<<<<

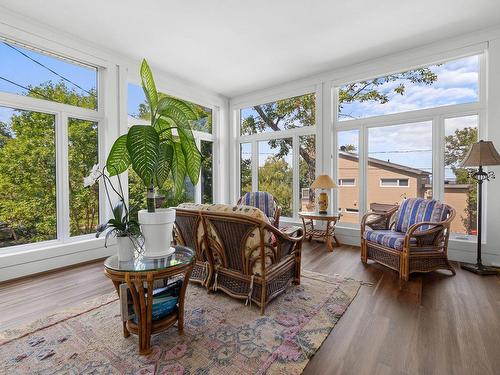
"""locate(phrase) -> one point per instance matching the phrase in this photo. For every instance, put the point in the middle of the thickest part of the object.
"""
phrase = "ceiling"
(234, 47)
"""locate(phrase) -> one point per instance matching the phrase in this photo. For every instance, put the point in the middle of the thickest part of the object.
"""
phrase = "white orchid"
(92, 178)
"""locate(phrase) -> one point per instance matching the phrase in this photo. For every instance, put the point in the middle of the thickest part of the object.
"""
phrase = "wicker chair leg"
(450, 267)
(364, 251)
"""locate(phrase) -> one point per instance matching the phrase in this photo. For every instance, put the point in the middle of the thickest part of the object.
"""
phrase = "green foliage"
(275, 177)
(28, 169)
(456, 148)
(153, 151)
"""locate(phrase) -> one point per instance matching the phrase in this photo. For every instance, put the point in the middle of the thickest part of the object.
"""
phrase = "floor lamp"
(481, 154)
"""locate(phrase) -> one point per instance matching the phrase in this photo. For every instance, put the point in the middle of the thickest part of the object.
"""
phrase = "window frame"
(398, 182)
(295, 134)
(62, 113)
(435, 115)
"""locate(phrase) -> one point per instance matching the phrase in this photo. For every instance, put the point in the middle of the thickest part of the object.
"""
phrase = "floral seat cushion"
(388, 238)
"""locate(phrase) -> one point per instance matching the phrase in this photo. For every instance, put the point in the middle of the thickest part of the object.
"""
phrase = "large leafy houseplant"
(165, 148)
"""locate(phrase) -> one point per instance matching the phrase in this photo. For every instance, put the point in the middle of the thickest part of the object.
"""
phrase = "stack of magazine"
(165, 299)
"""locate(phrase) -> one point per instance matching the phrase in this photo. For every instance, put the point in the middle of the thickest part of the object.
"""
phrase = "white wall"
(118, 70)
(487, 40)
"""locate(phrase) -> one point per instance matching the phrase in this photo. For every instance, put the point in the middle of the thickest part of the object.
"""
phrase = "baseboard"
(48, 261)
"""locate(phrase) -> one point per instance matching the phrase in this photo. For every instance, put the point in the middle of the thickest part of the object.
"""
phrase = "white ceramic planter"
(125, 248)
(157, 230)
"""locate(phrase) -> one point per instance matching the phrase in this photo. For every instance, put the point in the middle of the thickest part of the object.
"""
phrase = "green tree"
(457, 145)
(28, 169)
(275, 176)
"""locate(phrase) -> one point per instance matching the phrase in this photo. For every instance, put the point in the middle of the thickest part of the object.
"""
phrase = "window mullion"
(62, 177)
(295, 175)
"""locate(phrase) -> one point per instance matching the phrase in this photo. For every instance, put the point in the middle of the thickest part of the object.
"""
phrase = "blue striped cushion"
(387, 238)
(417, 210)
(260, 199)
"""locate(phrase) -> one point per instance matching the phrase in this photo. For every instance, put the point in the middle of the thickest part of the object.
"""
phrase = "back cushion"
(417, 210)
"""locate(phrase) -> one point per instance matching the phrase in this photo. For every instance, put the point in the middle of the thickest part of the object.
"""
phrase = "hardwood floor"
(433, 324)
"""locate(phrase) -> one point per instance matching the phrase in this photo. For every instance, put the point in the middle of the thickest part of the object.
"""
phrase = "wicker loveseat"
(239, 251)
(265, 202)
(410, 238)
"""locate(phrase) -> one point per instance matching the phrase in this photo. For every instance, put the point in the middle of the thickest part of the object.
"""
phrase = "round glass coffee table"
(327, 234)
(142, 276)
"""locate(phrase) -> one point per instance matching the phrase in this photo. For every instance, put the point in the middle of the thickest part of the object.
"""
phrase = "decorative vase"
(125, 248)
(157, 228)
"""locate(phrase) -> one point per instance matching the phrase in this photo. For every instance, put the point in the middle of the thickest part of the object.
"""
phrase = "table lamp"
(481, 153)
(323, 182)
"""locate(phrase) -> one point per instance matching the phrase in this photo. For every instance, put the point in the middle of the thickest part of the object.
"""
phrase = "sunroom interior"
(385, 100)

>>>>

YOUR ASSIGNMENT:
Transcribe the records above exactly, leaving out every picture.

RESPONSE TO THE TASK:
"""locate(phrase) -> one point per instance matching the phrase in this photo. For every instance, put the point in the middle of the thickest part of the object.
"""
phrase = "ceiling"
(234, 47)
"""locate(phrase) -> one point per instance matching the phrase in this photo. For every instance, put the point in the middle of the thickest part of the object.
"""
phrase = "white orchid"
(92, 178)
"""locate(phrase) -> one point per instance matching the phrase in this photo. For every instance, put the point in the middle of the thickest part of the object.
"""
phrase = "wicker chair leg"
(450, 267)
(364, 251)
"""locate(phrase) -> one point per instance matching the phrase in this photo. For every instance, put the point in the middle of the thickest part of the object.
"""
phrase = "green foliage"
(275, 177)
(28, 169)
(456, 148)
(153, 151)
"""locate(phrase) -> one point per instance matching the phrase in this photo. For every instance, put the point in the middle of the thickest part of the object.
"""
phrase = "floor lamp"
(481, 154)
"""locate(phrase) -> one point per instance matching the phrase in this photo. For every instance, put the point in the middle of the thickest part of the object.
"""
phrase = "window frame"
(398, 182)
(295, 134)
(62, 113)
(435, 115)
"""locate(phrase) -> one point per instance matching the phrase in this photo. For every instance, put the point in the middle of the thickest part of the object.
"""
phrase = "floral seat cushion"
(388, 238)
"""locate(phrase) -> one point per instance matching the phrase in this photo. For every instance, put the point in the middle of the thickest part of the object.
"""
phrase = "large leafy houseplant"
(165, 148)
"""locate(phrase) -> one point per instance matching the phrase in this photo. For every instance, put the point in the middle of the thickest part of the object.
"""
phrase = "stack of magazine"
(165, 299)
"""locate(phrase) -> one point per instance matching the phrase in this photo. For every instance, put the point in the middle of the thickest part of the object.
"""
phrase = "white wall"
(118, 70)
(487, 40)
"""locate(phrase) -> one point per instance matching the phrase in this photo. For every instance, put the point in the middle of the thickest part of the object.
"""
phrase = "baseboard"
(48, 261)
"""locate(phrase) -> one point per instance matching the phrase in this photo. For every instance, put the point in the middle of the thickest part of the object.
"""
phrase = "white ceramic planter"
(125, 248)
(157, 230)
"""locate(phrase) -> one point per instance matching the phrase in this photo. For every instance, put the point in the middle of the thickest part of the object.
"""
phrase = "green tree"
(457, 145)
(28, 169)
(275, 176)
"""locate(phrase) -> one point per instance matching the phrase in this photo. For every instance, put the point in the middle of the thickest part of the object.
"""
phrase = "window mullion"
(62, 177)
(295, 175)
"""locate(phrase) -> one point per instance matching the phrase in this photo. For every instance, put the point in the middle of the thickest part of the object.
"""
phrase = "blue striped cushion"
(387, 238)
(417, 210)
(260, 199)
"""locate(phrase) -> one point per instance matching the phrase in this photo. For every instance, put the point in the middle of the thickest part of the object.
"""
phrase = "back cushion"
(417, 210)
"""locate(phrase) -> one point per instance matching the phrase in this photo. For every instance, put the point in the middle of the thickest part of the object.
"""
phrase = "hardwood floor"
(433, 324)
"""locate(phrase) -> one point per instance matching the phrase in this photo. For every instance, put the point in the middle of the thickest part of the object.
"""
phrase = "wicker loveseat"
(239, 251)
(265, 202)
(410, 238)
"""locate(phrase) -> one point per instance matching the phrase in this photo. For every instance, put the point in the middle of the thickest part of the object.
"""
phrase = "round glass coffee table"
(327, 234)
(142, 276)
"""locate(phrase) -> one point per instance matching the phrase in this photo. For every instance, put the point in the middle of the thickest part of the object.
"""
phrase = "decorative vase"
(125, 248)
(157, 228)
"""locate(phrase) -> one point per instance matching the phrase in this photo. For every instance, put the point in the middle of the thickest part of the object.
"""
phrase = "table lamp"
(481, 153)
(323, 182)
"""locate(phrase) -> one point per instance matching the phrase in this photo. For every instance, put the point in the middle of the thickest part of the object.
"""
phrase = "sunroom interior"
(385, 100)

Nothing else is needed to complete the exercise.